Stated task: Name every distinct dollar amount that appears in the forum thread below.

Provided text:
——————

Not in hot weather. I see people reference this often by saying "but I sprayed when it was only 76 degrees in the morning". The herbicide has to remain on the leaf blade to do any good and will still be there when the temps are 95 degrees. You wouldn't completely destroy the lawn, but it would scorch pretty bad. I've sprayed Celsius and Certainty in 100+ degree temps with only slight discoloration, but I certainly wouldn't try that with Blindside.


----------



## JWAY (Oct 16, 2018)

Blindside is good stuff. I sprayed it in April to take care of broadleaf + sedges including Kyllinga.
But take into account the low/high rates of .15/.23 oz/M for Blindside vs .057/.113 for Celsius. 
So you're going to use about twice as much Blindside/M vs Celsius/M.

I've sprayed solo MSM at .015 oz/M with temps in the 90's with no damage to grass. The label does have a temp restriction for cool season grasses but not for warm season.

Do take Spammages's advice about it's effect on most trees/shrubs. A tree it won't harm is mature pine.


----------



## hsvtoolfool (Jul 23, 2018)

bp2878 said:


> domyown.com suggest this as a substitute for celcius, being that they are no longer carrying celcius anymore.


I've been meaning to mention this at TLF, but I keep forgetting. 

First, I agree that the rumor that Bayer has discontinued Celsius is just silly. In fact, *I bought a very fresh bottle of Bayer Celsius WG for $105 at my local Site-One store in late May.* I got all my other supplies on-line, but the Celsius was actually cheaper locally.

I had been shopping prices at all the usual TLF recommended on-line retailers. But since I was at Site-One for some fertilizer anyway, I idly asked the clerk how much Celsius cost. I expected no less than $250. I was shocked to learn that it was actually less expensive at the notorious "We Inflate Prices" store than any on-line seller. I actually made the clerk bring out the bottle so I could confirm it was the full-size version and not a hotel-bathroom-travel-soap-mini-bar version of Celsius. Nope, it was the real deal for $105 plus tax. Sold.

The Site-One clerk explained that *Bayer contractually sets the retail price for all their products.* He claimed that Bayer cancels that contract for any retailer caught selling above the retail price. Hmmm. Interesting factoid there.

I have no further evidence than the clerk's "hearsay". But it's should be easy to confirm the facts if anyone cares to bother. But If this is true, a contract violation with Bayer may explain why some on-line retailers don't sell Bayer products any longer. Or maybe they just don't like Bayer products. Who knows? The point is that Celsius has NOT been discontinued. Can we put this silliness to rest now?


----------



## bp2878 (Feb 13, 2019)

hsvtoolfool said:


> bp2878 said:
> 
> 
> > domyown.com suggest this as a substitute for celcius, being that they are no longer carrying celcius anymore.
> ...


Just called my local site one, $102 for celcius and $85 for certainty. Both cheaper than anywhere online and even better, its in stock.


----------



## hsvtoolfool (Jul 23, 2018)

——————

Dataset content:
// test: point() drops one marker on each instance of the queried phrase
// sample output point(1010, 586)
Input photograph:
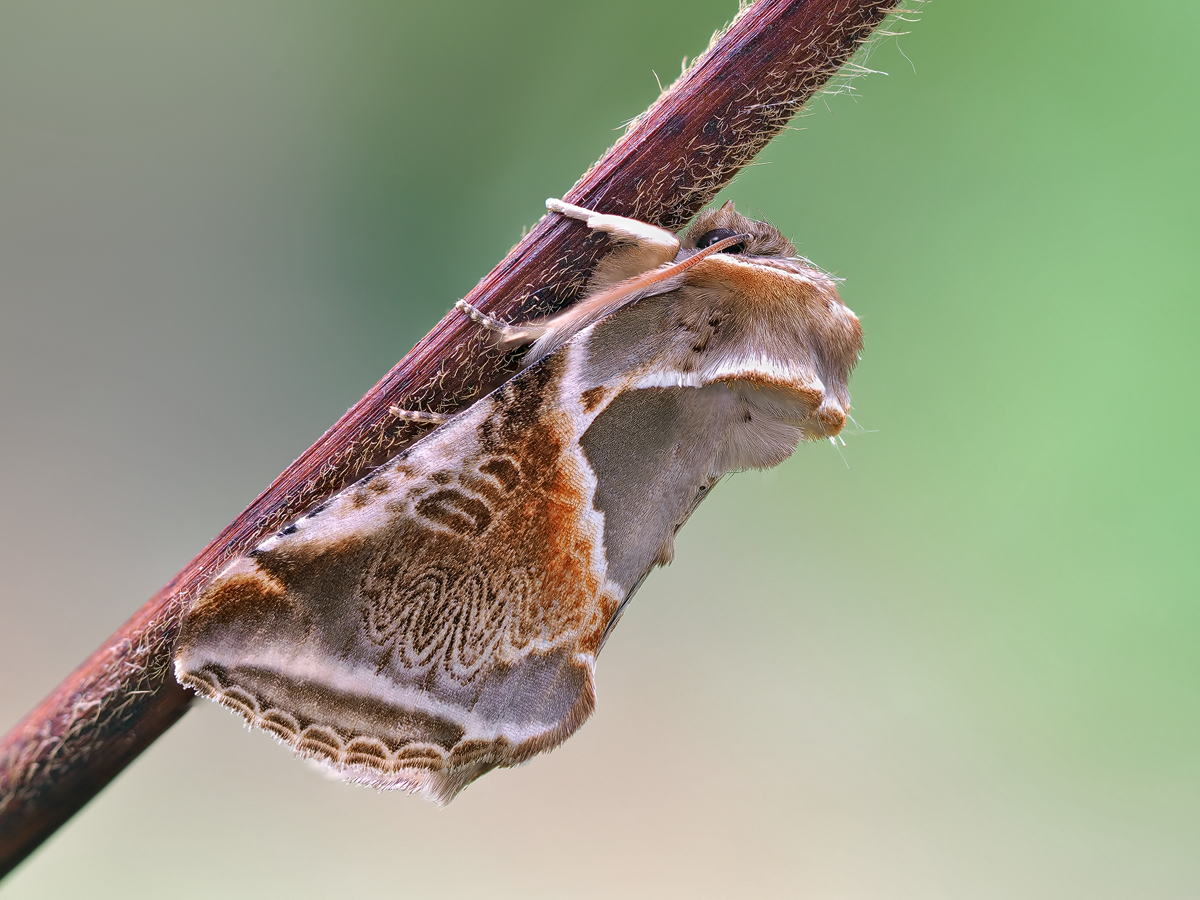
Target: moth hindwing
point(442, 616)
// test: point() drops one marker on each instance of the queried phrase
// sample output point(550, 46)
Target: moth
point(442, 617)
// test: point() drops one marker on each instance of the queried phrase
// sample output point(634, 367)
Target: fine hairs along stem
point(671, 161)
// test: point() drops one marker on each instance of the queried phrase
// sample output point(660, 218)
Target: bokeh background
point(954, 659)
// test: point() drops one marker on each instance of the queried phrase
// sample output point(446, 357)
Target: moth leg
point(629, 231)
point(509, 335)
point(414, 415)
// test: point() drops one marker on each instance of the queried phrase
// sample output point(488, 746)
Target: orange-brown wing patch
point(421, 634)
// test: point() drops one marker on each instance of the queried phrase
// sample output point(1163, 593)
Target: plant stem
point(671, 161)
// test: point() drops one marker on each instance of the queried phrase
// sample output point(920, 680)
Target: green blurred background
point(958, 657)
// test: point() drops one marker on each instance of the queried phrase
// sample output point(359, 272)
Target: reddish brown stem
point(669, 165)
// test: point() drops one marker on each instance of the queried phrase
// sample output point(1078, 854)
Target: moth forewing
point(442, 616)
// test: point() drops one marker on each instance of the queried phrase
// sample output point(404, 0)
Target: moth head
point(714, 225)
point(780, 324)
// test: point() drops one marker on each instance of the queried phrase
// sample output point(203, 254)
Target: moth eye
point(719, 234)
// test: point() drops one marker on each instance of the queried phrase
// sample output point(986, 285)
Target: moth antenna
point(619, 227)
point(415, 415)
point(509, 335)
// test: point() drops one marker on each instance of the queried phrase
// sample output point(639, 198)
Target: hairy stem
point(671, 161)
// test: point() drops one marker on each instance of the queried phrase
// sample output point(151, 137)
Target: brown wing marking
point(421, 634)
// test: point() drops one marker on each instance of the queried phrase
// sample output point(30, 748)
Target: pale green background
point(954, 659)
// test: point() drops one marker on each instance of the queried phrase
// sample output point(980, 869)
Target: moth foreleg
point(509, 335)
point(415, 415)
point(629, 231)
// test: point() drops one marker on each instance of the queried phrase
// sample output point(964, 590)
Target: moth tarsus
point(442, 617)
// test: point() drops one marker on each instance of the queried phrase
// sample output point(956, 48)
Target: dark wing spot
point(456, 510)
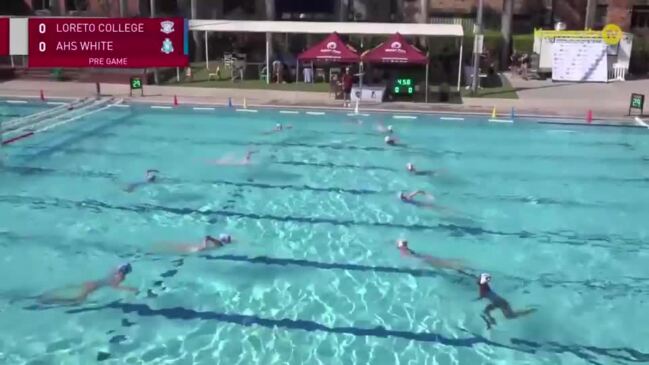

——————

Worked answer: $105, $250, $102, $85